··· Text segment

Skip to content

Fictional Universes

A fun introduction to HyperBinder using characters from Marvel, DC, Star Wars, Lord of the Rings, and Harry Potter.

What you'll learn:

  • Nested molecule composition (typed entities)
  • Cross-universe analogical reasoning
  • Bundle search for prototype matching
  • Why structure matters in vector encoding

The Key Insight

Traditional vector databases encode "Thor" as a single vector. But which Thor?

  • Marvel's Thor (Avengers)
  • Norse mythology Thor
  • God of War's Thor

With nested molecules, we encode characters as typed entities:

Character = (Universe, Name)
Marvel:Thor ≠ Norse:Thor

These are different vectors, but they're related—more similar to each other than Marvel:Thor is to Marvel:Hulk.


The Data

We'll model character relationships across five fictional universes:

import pandas as pd

# Format: (subject_universe, subject_name, relation, object_universe, object_name)
facts = [
    # Star Wars mentorship chain
    ("StarWars", "Rey", "mentored_by", "StarWars", "Luke Skywalker"),
    ("StarWars", "Luke Skywalker", "mentored_by", "StarWars", "Yoda"),
    ("StarWars", "Luke Skywalker", "mentored_by", "StarWars", "Obi-Wan Kenobi"),
    ("StarWars", "Anakin Skywalker", "mentored_by", "StarWars", "Obi-Wan Kenobi"),

    # Harry Potter mentorship
    ("HarryPotter", "Harry Potter", "mentored_by", "HarryPotter", "Albus Dumbledore"),
    ("HarryPotter", "Harry Potter", "mentored_by", "HarryPotter", "Sirius Black"),

    # Lord of the Rings
    ("LotR", "Frodo Baggins", "mentored_by", "LotR", "Gandalf"),
    ("LotR", "Bilbo Baggins", "mentored_by", "LotR", "Gandalf"),

    # Marvel
    ("Marvel", "Peter Parker", "mentored_by", "Marvel", "Tony Stark"),
    ("Marvel", "Wanda Maximoff", "mentored_by", "Marvel", "Doctor Strange"),

    # DC
    ("DC", "Dick Grayson", "mentored_by", "DC", "Bruce Wayne"),
    ("DC", "Tim Drake", "mentored_by", "DC", "Bruce Wayne"),

    # Team leadership
    ("Marvel", "Tony Stark", "leads", "Marvel", "Avengers"),
    ("DC", "Superman", "leads", "DC", "Justice League"),
    ("Marvel", "Charles Xavier", "leads", "Marvel", "X-Men"),

    # Rivalries
    ("Marvel", "Thor", "enemy_of", "Marvel", "Loki"),
    ("DC", "Batman", "enemy_of", "DC", "Joker"),
    ("StarWars", "Luke Skywalker", "enemy_of", "StarWars", "Darth Vader"),
    ("HarryPotter", "Harry Potter", "enemy_of", "HarryPotter", "Voldemort"),
    ("LotR", "Gandalf", "enemy_of", "LotR", "Sauron"),
]

df = pd.DataFrame(facts, columns=[
    "subject_universe", "subject_name",
    "relation",
    "object_universe", "object_name"

······

→ **Requests**
**1)** In the HyperBinder tutorial, who is listed as the mentor of both Frodo Baggins and Bilbo Baggins?
**2)** Quote the HyperBinder tutorial word for word, everything from "A fun introduction" down to "composition (typed entities)".
The data after the tutorial comes from an unrelated source.

··· Stored records

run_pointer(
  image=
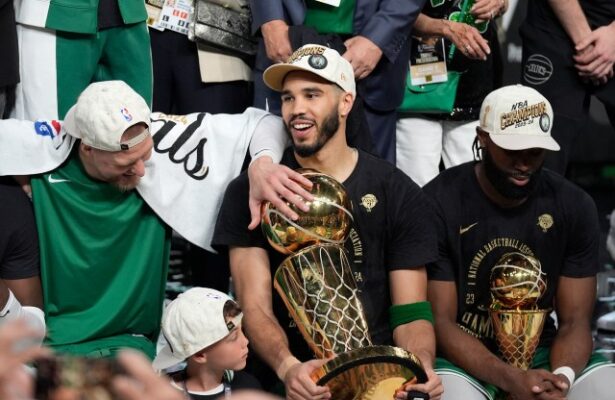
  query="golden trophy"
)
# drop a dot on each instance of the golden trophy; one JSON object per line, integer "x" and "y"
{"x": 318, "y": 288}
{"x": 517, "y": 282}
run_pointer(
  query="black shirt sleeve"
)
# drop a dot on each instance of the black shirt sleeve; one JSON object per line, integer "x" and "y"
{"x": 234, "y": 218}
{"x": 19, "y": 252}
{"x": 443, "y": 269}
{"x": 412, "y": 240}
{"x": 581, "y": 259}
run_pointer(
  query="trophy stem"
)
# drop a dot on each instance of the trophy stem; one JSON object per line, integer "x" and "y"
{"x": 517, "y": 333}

······
··· Stored records

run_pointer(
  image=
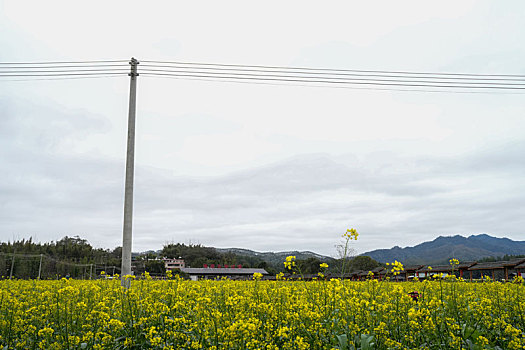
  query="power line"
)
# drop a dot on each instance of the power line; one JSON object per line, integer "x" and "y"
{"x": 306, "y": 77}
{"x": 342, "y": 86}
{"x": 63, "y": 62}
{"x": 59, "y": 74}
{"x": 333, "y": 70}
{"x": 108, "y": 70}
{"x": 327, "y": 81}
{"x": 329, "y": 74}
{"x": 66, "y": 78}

······

→ **The results**
**1)** Gandalf

**2)**
A fun introduction to HyperBinder using characters from Marvel, DC, Star Wars, Lord of the Rings, and Harry Potter.

What you'll learn:

  • Nested molecule composition (typed entities)